Task: Print, exactly and completely, every entry in the data.

Data listing:
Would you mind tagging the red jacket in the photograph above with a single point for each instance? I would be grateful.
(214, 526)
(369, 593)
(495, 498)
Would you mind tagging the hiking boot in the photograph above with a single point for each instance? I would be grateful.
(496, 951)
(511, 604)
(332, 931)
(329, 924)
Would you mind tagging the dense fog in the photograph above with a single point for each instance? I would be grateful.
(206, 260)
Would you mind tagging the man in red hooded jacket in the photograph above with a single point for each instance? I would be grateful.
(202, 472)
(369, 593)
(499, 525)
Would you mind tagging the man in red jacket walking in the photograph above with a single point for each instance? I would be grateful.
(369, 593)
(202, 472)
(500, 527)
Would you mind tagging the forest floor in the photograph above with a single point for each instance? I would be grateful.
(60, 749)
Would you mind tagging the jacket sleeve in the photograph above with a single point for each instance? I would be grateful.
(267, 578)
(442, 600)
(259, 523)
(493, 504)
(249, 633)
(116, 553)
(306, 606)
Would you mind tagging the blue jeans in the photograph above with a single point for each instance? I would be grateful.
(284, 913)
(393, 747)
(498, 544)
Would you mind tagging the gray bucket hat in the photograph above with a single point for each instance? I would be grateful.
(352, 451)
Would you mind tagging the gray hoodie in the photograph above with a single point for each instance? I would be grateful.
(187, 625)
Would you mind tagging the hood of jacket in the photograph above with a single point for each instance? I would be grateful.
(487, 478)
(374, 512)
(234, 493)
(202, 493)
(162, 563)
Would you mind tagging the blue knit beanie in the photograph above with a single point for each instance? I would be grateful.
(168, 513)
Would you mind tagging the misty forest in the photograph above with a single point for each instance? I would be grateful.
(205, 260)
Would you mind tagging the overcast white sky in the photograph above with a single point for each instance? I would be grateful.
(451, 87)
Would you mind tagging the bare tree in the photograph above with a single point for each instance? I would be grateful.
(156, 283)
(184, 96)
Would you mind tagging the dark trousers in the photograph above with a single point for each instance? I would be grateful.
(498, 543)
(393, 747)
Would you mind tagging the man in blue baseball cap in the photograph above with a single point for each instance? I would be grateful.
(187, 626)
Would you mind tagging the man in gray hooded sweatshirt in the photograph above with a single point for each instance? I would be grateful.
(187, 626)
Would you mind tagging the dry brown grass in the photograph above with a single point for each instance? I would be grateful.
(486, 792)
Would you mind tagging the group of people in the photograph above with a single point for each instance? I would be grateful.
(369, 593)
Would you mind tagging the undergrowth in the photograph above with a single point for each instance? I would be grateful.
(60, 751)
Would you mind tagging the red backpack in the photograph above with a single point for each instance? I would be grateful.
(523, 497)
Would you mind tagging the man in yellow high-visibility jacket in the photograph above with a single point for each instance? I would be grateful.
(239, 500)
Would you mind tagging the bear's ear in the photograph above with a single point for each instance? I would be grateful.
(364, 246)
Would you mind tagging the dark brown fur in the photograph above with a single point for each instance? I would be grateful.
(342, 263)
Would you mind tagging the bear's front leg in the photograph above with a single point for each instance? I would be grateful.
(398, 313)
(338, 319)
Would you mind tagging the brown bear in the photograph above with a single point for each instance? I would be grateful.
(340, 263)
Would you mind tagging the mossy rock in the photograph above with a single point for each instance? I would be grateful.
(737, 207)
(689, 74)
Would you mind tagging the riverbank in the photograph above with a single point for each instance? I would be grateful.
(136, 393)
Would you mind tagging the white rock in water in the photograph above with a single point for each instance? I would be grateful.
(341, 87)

Solved exercise:
Would you mind tagging the red jacket in the photograph above with a single point for each instance? I would be grateful.
(214, 526)
(369, 593)
(495, 498)
Would you mind tagging the hiking boot in the photograph above with a single point for each instance? I would be grateful.
(496, 951)
(511, 604)
(332, 931)
(329, 924)
Would you mind tagging the dense fog in the photograph above with a single point for each instance? I would be grateful.
(206, 260)
Would you mind tagging the man in red hooded jacket in the photograph above with a single point for each instance? I would be grateful.
(202, 472)
(369, 593)
(499, 525)
Would you mind tagging the man in red jacket walking in the photograph above with a single point for each instance? I would be grateful.
(369, 593)
(202, 472)
(500, 527)
Would you mind tagging the forest floor in the photograph above with a single point for each instance? I would be grateful.
(60, 749)
Would you mind tagging the jacket sleeve in the photograph above with a single point for each instance? I would be grateful.
(267, 578)
(442, 600)
(259, 523)
(493, 504)
(249, 633)
(116, 553)
(306, 606)
Would you mind tagging the blue jeans in the photograph above with a single point for each instance? I would be grateful.
(284, 913)
(393, 747)
(498, 544)
Would you mind tagging the gray bucket hat in the photograph above with a single point for each instance? I would be grateful.
(352, 451)
Would you mind tagging the gray hoodie in the photograph above with a single point for each instance? I would be grateful.
(187, 625)
Would you mind tagging the hood of jacket in the photograph above with a single point for each instance? I would be grateful.
(487, 478)
(374, 512)
(234, 493)
(202, 493)
(162, 563)
Would you mind tagging the blue knit beanie in the photograph above with a single point for each instance? I would be grateful.
(168, 513)
Would you mind tagging the misty forest in the photograph above with a single point for each instance? I would be grateful.
(205, 260)
Would you mind tagging the overcast white sky in the photograph above with a single point for each instance? I would be grateful.
(451, 87)
Would you mind tagging the bare tree in the photograph above with a single point for each instance? I would be grateful.
(156, 283)
(184, 96)
Would you mind tagging the dark trousers in the photograph above with a single point for each instance? I would be grateful.
(498, 543)
(393, 747)
Would you mind tagging the man in blue baseball cap in the photograph above with a single point for each instance? I would be grateful.
(187, 626)
Would you mind tagging the man in gray hooded sweatshirt in the photograph above with a single point for each instance? I would be grateful.
(187, 626)
Would you mind tagging the dry brown grass in the photograph above with a single point for each instance? I would be grateful.
(486, 792)
Would you mind tagging the group of people in the photograph above with a single point for each instance? I would be grateful.
(369, 593)
Would you mind tagging the undergrowth in the photograph above with a single point for each instance? I would be grateful.
(60, 751)
Would you mind tagging the red backpack in the photograph above with a single point for each instance? I would be grateful.
(523, 497)
Would you mind tagging the man in yellow high-visibility jacket in the photograph above with a single point for each instance? I would be grateful.
(239, 500)
Would you mind tagging the bear's ear in the photograph above with a single point for each instance? I would be grateful.
(364, 246)
Would you mind tagging the dark brown fur in the photograph above with a single point for each instance? I would be grateful.
(342, 263)
Would you mind tagging the bear's front leg in the photograph above with a single point for each instance? I would be grateful.
(398, 313)
(338, 319)
Would you mind tagging the brown bear in the photograph above with a single point for each instance? I would be grateful.
(340, 263)
Would you mind tagging the mossy rock in the photograph above with a single point for each instance? I would be grateful.
(737, 207)
(689, 74)
Would you mind tagging the riverbank in the photograph above with a single point for each instance? I would be grateful.
(136, 393)
Would you mind tagging the white rock in water in the photograph above with a single point for each instance? I would be grateful.
(341, 87)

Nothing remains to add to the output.